===== Text segment =====

Cardinal Brandmüller: Demands of German Synodal Way ‘Clearly Contradict the Catholic Faith’

In a March 3 essay entitled ‘Quo Vadis, Germania,’ Cardinal Walter Brandmüller explained what he saw as the historical ‘roots of the crisis’

Cardinal Walter Brandmüller
Cardinal Walter Brandmüller (photo: Edward Pentin / National Catholic Register)

VATICAN CITY — The Synodal Way of the Church in Germany is on the “wrong track that is lost in nothingness,” rooted in the heresy of modernism that theologians have yet to properly address, and is destined to fail, Cardinal Walter Brandmüller has said.

In a commentary published March 3 on the German-speaking website Kath.net and titled “Quo vadis, Germania” (“Where are you going, Germany?”), the German Church historian said the Synodal Way was making “sensational demands” that “clearly contradict the authentic Catholic faith, the Church’s hierarchical-sacramental constitution and her binding moral teaching.”

===== Recorded data =====

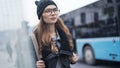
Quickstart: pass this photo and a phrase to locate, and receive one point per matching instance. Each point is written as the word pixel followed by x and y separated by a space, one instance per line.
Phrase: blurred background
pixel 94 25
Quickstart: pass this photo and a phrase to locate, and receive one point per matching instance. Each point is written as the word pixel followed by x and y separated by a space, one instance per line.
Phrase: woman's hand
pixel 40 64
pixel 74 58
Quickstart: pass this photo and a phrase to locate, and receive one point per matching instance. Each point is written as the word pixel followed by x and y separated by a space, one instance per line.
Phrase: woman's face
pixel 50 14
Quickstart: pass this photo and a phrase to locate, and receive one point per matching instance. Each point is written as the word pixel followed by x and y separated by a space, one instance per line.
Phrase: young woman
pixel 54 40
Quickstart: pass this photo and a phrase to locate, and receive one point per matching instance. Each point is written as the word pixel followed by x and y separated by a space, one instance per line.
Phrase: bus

=====
===== Recorded data =====

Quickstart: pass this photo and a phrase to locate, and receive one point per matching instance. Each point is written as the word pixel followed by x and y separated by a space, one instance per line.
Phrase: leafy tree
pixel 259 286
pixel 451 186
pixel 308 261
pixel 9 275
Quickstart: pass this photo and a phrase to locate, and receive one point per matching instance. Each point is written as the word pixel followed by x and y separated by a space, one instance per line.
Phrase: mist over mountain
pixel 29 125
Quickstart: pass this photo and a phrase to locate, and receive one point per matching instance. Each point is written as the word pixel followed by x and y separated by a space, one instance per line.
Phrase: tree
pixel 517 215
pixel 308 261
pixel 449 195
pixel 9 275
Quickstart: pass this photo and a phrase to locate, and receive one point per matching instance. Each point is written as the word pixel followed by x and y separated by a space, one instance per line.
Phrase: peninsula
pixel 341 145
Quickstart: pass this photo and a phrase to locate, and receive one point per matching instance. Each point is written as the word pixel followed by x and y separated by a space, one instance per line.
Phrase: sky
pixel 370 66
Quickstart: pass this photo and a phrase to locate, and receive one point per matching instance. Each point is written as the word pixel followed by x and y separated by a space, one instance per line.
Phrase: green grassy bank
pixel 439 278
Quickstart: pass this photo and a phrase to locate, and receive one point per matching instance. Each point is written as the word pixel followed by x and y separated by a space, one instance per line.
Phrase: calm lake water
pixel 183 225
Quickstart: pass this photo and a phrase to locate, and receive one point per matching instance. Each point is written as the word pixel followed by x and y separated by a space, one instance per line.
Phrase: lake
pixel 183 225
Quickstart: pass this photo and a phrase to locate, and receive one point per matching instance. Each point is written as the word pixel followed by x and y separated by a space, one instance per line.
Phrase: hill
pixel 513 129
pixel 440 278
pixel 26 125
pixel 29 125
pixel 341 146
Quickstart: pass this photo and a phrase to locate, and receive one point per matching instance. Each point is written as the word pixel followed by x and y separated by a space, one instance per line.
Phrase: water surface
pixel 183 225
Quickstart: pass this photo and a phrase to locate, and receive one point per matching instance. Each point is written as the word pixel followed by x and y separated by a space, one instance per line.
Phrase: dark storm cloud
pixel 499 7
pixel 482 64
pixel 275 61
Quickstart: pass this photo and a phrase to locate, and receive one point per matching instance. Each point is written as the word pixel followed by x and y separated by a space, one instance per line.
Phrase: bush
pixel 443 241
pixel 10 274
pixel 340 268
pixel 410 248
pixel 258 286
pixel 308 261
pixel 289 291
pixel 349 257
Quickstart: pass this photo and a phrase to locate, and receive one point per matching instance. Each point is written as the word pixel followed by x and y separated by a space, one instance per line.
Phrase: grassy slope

=====
===== Recorded data =====

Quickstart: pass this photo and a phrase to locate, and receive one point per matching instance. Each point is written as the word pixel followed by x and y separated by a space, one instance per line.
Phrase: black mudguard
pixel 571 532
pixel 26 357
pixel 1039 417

=====

**Directions:**
A - From the article on Cardinal Brandmüller, extract the passage starting with "In a March 3" and going on through "Brandmüller has said.".
B - Answer these questions using the article on Cardinal Brandmüller:
(i) On what date was the cardinal's commentary published?
(ii) On which website did it appear?
(iii) What English translation does the article give for "Quo vadis, Germania"?

**Expected results:**
A -
In a March 3 essay entitled ‘Quo Vadis, Germania,’ Cardinal Walter Brandmüller explained what he saw as the historical ‘roots of the crisis’

Cardinal Walter Brandmüller
Cardinal Walter Brandmüller (photo: Edward Pentin / National Catholic Register)

VATICAN CITY — The Synodal Way of the Church in Germany is on the “wrong track that is lost in nothingness,” rooted in the heresy of modernism that theologians have yet to properly address, and is destined to fail, Cardinal Walter Brandmüller has said.

B -
(i) March 3
(ii) Kath.net
(iii) "Where are you going, Germany?"